Work to be completed:
Every line of the material below should be repeated exactly.

Given entries:
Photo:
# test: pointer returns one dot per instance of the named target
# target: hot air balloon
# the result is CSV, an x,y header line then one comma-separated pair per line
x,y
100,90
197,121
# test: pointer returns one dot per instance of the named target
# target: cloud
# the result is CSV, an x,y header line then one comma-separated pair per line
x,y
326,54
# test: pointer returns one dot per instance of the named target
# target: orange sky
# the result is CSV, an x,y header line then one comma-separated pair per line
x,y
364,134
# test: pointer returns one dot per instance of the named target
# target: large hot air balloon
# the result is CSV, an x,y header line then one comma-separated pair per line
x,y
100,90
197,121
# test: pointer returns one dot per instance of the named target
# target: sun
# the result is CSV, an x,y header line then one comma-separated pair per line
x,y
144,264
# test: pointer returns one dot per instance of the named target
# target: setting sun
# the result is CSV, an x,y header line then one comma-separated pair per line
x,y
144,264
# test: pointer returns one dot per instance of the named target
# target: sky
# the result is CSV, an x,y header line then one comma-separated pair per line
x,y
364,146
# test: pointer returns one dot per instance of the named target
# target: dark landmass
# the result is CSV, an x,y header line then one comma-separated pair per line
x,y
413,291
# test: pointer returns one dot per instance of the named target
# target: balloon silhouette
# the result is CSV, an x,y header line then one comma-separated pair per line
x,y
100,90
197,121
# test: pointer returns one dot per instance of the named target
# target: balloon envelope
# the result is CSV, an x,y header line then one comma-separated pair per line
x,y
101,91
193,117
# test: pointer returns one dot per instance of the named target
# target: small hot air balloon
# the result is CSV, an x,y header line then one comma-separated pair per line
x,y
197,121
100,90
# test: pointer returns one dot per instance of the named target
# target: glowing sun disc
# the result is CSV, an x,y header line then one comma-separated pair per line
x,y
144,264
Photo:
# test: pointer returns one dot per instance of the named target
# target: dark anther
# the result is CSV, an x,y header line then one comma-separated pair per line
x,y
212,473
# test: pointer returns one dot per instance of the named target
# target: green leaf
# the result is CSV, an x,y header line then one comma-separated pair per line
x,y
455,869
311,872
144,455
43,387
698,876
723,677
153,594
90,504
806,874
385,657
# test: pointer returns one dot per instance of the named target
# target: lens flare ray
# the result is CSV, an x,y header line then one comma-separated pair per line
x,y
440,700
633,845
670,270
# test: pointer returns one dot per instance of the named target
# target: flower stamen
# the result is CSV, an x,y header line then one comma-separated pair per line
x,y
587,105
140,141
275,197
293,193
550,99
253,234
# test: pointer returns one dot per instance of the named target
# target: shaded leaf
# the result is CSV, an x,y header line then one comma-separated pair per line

Exercise solution:
Photo:
# test: pointer returns one dot per instance of the named target
# target: hot air balloon
# the result is CSV, an x,y header line then one comma-separated pair per line
x,y
100,90
197,121
# test: pointer returns one dot per instance of the named target
# target: cloud
# the result is CSV, an x,y header line then one comma-separated pair per line
x,y
326,54
# test: pointer returns one dot per instance of the named target
# target: orange sky
# the result is CSV, an x,y header line then one comma-separated pair per line
x,y
364,134
# test: pointer returns one dot per instance of the named target
# target: large hot air balloon
# the result is CSV, an x,y header line then one comma-separated pair per line
x,y
100,90
197,121
# test: pointer returns one dot per instance of the named target
# target: sun
# the result is CSV, an x,y header line then one comma-separated pair per line
x,y
144,264
# test: pointer returns one dot per instance of the named target
# target: setting sun
# the result is CSV, an x,y header line then one comma-separated pair per line
x,y
144,264
# test: pointer returns one dot per instance of the named target
# target: sky
# the result is CSV, an x,y header line then one comma-separated pair per line
x,y
364,146
# test: pointer returns one dot per instance of the named target
# target: dark landmass
# the result is CSV, an x,y header line then one comma-separated pair per line
x,y
413,291
# test: pointer returns one dot per instance of the named target
# target: balloon silhouette
# the result is CSV, an x,y header line then one comma-separated pair per line
x,y
100,90
197,121
# test: pointer returns one dot per instance of the named target
# target: balloon envelope
# the result is CSV, an x,y header line then one comma-separated pair per line
x,y
101,91
193,117
# test: pointer returns one dot per instance of the named target
# target: small hot air balloon
# the result is CSV, an x,y header line then one comma-separated pair per line
x,y
197,121
100,90
# test: pointer returns one dot per instance of the named target
# target: glowing sun disc
# the result is CSV, an x,y header line then one comma-separated pair per line
x,y
144,264
Photo:
# test: pointer returns one dot per instance of the named target
# target: dark anther
# the result is CSV, an x,y header line then one comma-separated pair per line
x,y
212,473
# test: pointer returns one dot per instance of the named target
# target: green leaf
# the result is CSV, an x,y header line then one comma-separated pair per line
x,y
455,869
311,872
144,455
43,387
698,876
723,677
153,594
90,504
806,874
385,657
# test: pointer returns one dot per instance of the named target
# target: lens flare ray
# the result is CSV, an x,y header line then one comma-separated pair per line
x,y
440,700
633,845
670,270
# test: pointer returns one dot per instance of the named target
# target: flower stamen
# the result is CSV, an x,y header line then one comma-separated pair per line
x,y
587,105
140,141
275,197
293,193
550,99
253,234
# test: pointer returns one dot per instance of the named target
# target: shaded leaf
# the result is CSV, an x,y header line then one comma-separated pair per line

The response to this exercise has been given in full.